ASSIGNED TASK ▸
Each of the lines below must be written out exactly as shown.

====== DATA FOR THE TASK ======

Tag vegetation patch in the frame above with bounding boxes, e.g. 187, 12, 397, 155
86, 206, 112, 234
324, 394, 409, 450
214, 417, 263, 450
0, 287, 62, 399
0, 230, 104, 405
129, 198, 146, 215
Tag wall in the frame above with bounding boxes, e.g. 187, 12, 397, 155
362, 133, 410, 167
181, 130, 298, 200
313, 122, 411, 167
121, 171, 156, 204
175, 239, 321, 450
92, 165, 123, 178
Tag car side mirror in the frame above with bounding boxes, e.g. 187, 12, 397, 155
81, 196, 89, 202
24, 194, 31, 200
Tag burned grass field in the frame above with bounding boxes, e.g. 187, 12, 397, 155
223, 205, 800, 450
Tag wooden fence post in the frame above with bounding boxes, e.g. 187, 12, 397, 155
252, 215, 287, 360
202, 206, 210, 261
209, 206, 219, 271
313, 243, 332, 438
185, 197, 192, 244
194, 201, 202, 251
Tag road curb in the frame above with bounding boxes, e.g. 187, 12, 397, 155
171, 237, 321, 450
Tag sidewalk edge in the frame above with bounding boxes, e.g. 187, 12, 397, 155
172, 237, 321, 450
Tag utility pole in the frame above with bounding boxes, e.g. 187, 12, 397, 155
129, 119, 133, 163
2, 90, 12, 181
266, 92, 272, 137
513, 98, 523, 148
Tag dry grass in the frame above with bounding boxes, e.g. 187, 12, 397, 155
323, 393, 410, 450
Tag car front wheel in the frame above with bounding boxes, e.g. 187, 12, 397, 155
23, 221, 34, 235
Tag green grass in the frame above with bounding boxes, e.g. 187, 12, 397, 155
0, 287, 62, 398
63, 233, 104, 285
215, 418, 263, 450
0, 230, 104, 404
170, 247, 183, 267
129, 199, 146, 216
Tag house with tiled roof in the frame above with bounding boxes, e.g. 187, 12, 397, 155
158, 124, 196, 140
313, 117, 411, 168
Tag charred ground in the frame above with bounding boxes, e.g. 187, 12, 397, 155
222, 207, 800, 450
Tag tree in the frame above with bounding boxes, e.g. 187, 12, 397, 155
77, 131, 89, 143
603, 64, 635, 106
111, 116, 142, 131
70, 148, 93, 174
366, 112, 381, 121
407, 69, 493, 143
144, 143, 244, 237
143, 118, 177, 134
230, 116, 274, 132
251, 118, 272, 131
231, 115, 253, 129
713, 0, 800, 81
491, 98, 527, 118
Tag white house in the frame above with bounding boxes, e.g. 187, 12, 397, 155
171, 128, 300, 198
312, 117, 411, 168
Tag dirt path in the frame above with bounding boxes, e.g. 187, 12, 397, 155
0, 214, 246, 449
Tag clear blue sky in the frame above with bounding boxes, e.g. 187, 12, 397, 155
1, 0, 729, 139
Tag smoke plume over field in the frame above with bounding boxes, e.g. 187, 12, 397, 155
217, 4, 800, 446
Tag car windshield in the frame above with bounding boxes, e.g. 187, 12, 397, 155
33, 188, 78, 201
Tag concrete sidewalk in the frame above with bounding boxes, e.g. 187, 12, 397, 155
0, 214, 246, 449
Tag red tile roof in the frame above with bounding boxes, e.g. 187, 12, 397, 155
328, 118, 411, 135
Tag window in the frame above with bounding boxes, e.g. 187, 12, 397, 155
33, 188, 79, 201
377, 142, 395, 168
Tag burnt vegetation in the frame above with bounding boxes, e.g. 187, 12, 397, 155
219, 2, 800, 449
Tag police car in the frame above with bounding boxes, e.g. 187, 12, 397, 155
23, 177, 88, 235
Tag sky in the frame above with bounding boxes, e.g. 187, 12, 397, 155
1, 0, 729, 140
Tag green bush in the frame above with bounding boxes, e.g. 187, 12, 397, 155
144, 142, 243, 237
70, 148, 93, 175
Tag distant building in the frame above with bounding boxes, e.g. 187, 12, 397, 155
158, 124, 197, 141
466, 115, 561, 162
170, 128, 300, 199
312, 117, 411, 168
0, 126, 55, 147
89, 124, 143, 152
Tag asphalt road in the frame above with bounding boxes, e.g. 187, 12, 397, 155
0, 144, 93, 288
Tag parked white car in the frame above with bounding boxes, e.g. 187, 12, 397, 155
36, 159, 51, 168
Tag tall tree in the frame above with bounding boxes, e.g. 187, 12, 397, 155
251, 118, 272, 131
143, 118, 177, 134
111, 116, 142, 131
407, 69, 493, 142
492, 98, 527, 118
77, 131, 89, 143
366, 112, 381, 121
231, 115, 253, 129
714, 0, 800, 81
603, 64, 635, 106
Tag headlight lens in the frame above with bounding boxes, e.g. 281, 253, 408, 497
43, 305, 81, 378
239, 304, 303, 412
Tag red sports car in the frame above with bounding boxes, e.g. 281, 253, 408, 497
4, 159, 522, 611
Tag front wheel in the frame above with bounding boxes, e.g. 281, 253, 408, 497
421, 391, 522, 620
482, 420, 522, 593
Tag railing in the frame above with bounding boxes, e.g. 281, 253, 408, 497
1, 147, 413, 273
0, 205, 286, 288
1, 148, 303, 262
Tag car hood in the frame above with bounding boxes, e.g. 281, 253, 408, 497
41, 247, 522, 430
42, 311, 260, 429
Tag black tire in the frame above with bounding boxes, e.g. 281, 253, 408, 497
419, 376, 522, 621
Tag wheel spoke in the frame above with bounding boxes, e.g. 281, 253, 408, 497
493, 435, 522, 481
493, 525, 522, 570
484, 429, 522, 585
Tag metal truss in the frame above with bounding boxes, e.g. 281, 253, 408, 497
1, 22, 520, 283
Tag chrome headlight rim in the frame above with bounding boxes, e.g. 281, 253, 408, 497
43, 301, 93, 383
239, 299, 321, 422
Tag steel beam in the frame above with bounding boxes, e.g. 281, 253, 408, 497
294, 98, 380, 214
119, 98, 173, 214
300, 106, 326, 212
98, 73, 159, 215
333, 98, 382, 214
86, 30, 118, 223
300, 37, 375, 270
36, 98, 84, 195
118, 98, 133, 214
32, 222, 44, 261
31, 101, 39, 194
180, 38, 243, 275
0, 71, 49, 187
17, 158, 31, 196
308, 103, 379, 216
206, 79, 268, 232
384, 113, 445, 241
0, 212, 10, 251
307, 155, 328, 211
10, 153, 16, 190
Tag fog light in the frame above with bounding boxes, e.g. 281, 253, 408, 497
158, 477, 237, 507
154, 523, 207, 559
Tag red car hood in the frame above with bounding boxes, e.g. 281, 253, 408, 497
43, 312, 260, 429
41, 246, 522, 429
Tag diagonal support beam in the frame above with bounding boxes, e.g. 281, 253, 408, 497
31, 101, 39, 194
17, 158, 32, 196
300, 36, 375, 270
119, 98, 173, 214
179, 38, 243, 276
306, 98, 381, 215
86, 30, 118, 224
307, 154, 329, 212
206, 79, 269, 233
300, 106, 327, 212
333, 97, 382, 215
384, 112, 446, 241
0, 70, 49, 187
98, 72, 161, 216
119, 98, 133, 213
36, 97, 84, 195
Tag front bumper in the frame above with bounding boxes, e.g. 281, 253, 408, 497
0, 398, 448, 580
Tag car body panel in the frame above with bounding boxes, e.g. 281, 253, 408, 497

======

RESULT ▸
Tag vegetation patch in the frame above with bounding boxes, e.g. 187, 12, 397, 155
86, 206, 112, 234
324, 394, 409, 450
214, 417, 263, 450
0, 287, 62, 399
0, 230, 104, 405
129, 198, 146, 215
Tag wall in the frame above with bounding boxes, e.g. 187, 12, 397, 155
362, 133, 410, 167
181, 130, 298, 200
313, 122, 411, 167
121, 171, 156, 204
175, 239, 321, 450
92, 165, 123, 178
Tag car side mirror in the frame above with bounding boxes, e.g. 187, 12, 397, 155
81, 196, 89, 202
24, 194, 31, 200
Tag burned grass field in the frame above with bounding boxes, e.g. 187, 12, 397, 155
223, 205, 800, 450
Tag wooden fence post in the frame above with bounding boxes, e.g. 187, 12, 397, 155
252, 215, 287, 360
202, 206, 210, 261
209, 206, 219, 271
313, 243, 332, 438
185, 197, 192, 244
194, 201, 202, 251
Tag road curb in the frame above with bounding boxes, e.g. 187, 12, 397, 155
171, 237, 321, 450
Tag sidewalk edge in the frame above with bounding boxes, e.g. 187, 12, 397, 155
172, 237, 321, 450
Tag utility pole in the frame above with bounding boxes, e.g. 187, 12, 397, 155
129, 119, 133, 163
2, 90, 12, 181
266, 92, 272, 137
513, 98, 523, 148
Tag dry grass in the frame above with bounding boxes, e.g. 187, 12, 397, 155
323, 393, 410, 450
Tag car front wheel in the frame above with bounding boxes, e.g. 187, 12, 397, 155
23, 221, 34, 235
Tag green grass in the frame above with bounding boxes, e.g. 187, 12, 397, 155
0, 287, 62, 398
63, 233, 104, 285
215, 418, 263, 450
0, 230, 104, 404
170, 247, 183, 267
129, 199, 146, 216
Tag house with tiled roof in the frame above with bounding boxes, e.g. 187, 12, 397, 155
158, 124, 196, 140
313, 117, 411, 168
Tag charred ground in the frame above with bounding boxes, e.g. 187, 12, 397, 155
222, 207, 800, 450
Tag tree in the frame above with bounding boxes, e.g. 187, 12, 397, 155
77, 131, 89, 143
603, 64, 635, 106
111, 116, 142, 131
70, 148, 93, 174
366, 112, 381, 121
407, 69, 493, 143
144, 143, 244, 237
143, 118, 177, 134
230, 116, 274, 132
251, 118, 272, 131
231, 115, 253, 129
713, 0, 800, 81
491, 98, 527, 118
Tag white house in the frame above with bounding boxes, e.g. 187, 12, 397, 155
171, 128, 300, 198
312, 117, 411, 168
Tag dirt path in the frame above with bounding boxes, e.g. 187, 12, 397, 155
0, 214, 246, 449
Tag clear blue sky in the frame above with bounding boxes, e.g. 187, 12, 397, 155
1, 0, 729, 139
Tag smoke plume over field in the frame above with bounding boxes, e.g. 187, 12, 397, 155
217, 4, 800, 446
Tag car windshield in the frame above with bounding boxes, e.g. 187, 12, 397, 155
33, 188, 78, 201
Tag concrete sidewalk in the frame above with bounding boxes, e.g. 187, 12, 397, 155
0, 214, 246, 449
Tag red tile roof in the frame above with bounding boxes, e.g. 187, 12, 397, 155
328, 118, 411, 135
Tag window in the frame above with bounding boxes, e.g. 187, 12, 397, 155
33, 188, 79, 201
377, 142, 395, 168
Tag burnt vegetation in the frame above with bounding boxes, e.g. 187, 12, 397, 155
219, 2, 800, 449
Tag police car in the frame above with bounding boxes, e.g. 187, 12, 397, 155
23, 177, 88, 235
Tag sky in the frame above with bounding boxes, e.g. 187, 12, 397, 155
1, 0, 729, 140
Tag green bush in the frame above with bounding boxes, e.g. 187, 12, 397, 155
144, 142, 243, 237
70, 148, 93, 175
Tag distant building in the frame above with bounding boxes, e.g. 187, 12, 397, 155
158, 124, 197, 141
466, 115, 561, 162
170, 128, 300, 199
312, 117, 411, 168
0, 126, 55, 147
89, 124, 143, 152
Tag asphalt road in the frame above with bounding boxes, e.g. 187, 12, 397, 155
0, 144, 93, 288
Tag parked white car in the frame above with bounding boxes, e.g. 187, 12, 397, 155
36, 159, 51, 168
Tag tall tree in the frame above with bounding boxes, e.g. 187, 12, 397, 155
251, 118, 272, 131
143, 118, 177, 134
111, 116, 142, 131
407, 69, 493, 142
492, 98, 527, 118
77, 131, 89, 143
366, 112, 381, 121
231, 115, 253, 129
714, 0, 800, 81
603, 64, 635, 106
Tag headlight lens in the frame above with bounding boxes, e.g. 281, 253, 408, 497
43, 305, 81, 378
239, 304, 303, 412
Tag red sports car in the frame above with bounding boxes, e.g. 281, 253, 408, 497
4, 159, 522, 611
Tag front wheel in the frame above with bounding boxes, e.g. 281, 253, 408, 497
421, 391, 522, 620
482, 420, 522, 593
Tag railing in the frame above with bounding boxes, e.g. 281, 253, 408, 497
1, 147, 413, 273
0, 205, 286, 288
1, 148, 303, 262
Tag car hood in the frame above with bounding boxes, e.g. 281, 253, 408, 497
41, 247, 522, 430
42, 311, 260, 429
Tag black tire in the frame above with bounding boxes, e.g. 281, 253, 408, 497
419, 376, 522, 621
Tag wheel spoke in the frame above with bounding boxes, e.g. 281, 253, 408, 497
493, 435, 522, 481
493, 525, 522, 570
484, 429, 522, 585
Tag metal truss in the frame above with bounding boxes, e.g. 281, 253, 408, 497
1, 22, 520, 283
Tag chrome headlight rim in the frame above with bounding boxes, e.g. 281, 253, 408, 497
43, 301, 93, 383
239, 299, 321, 422
Tag steel beam in the frame above with bounding boxes, e.g. 281, 253, 408, 497
294, 98, 380, 214
119, 98, 173, 214
300, 106, 326, 212
98, 73, 159, 215
333, 98, 382, 214
86, 30, 118, 223
300, 37, 375, 270
36, 98, 84, 195
118, 98, 133, 214
32, 222, 44, 261
31, 101, 39, 194
180, 38, 243, 275
0, 71, 49, 187
17, 158, 31, 196
308, 103, 379, 216
206, 79, 268, 232
384, 113, 445, 241
0, 212, 10, 251
307, 155, 328, 211
10, 153, 16, 190
Tag fog light in the frame above with bounding boxes, e.g. 281, 253, 408, 497
158, 477, 237, 507
154, 523, 207, 559
Tag red car hood in the frame above with bounding boxes, e.g. 281, 253, 408, 497
43, 312, 260, 429
41, 246, 522, 429
Tag diagonal support beam in the frame above with bounding boxes, e.g. 281, 253, 408, 497
31, 101, 39, 194
17, 158, 32, 196
300, 36, 375, 270
119, 98, 173, 214
179, 38, 243, 276
306, 98, 381, 215
86, 30, 118, 224
307, 154, 329, 212
206, 79, 269, 233
300, 106, 327, 212
333, 97, 382, 215
384, 112, 446, 241
0, 70, 49, 187
98, 72, 161, 216
119, 98, 133, 213
36, 97, 84, 195
Tag front bumper in the frame above with bounding boxes, e.g. 281, 253, 408, 497
0, 398, 448, 580
Tag car body panel in the frame above with bounding boxes, e.g. 281, 253, 408, 497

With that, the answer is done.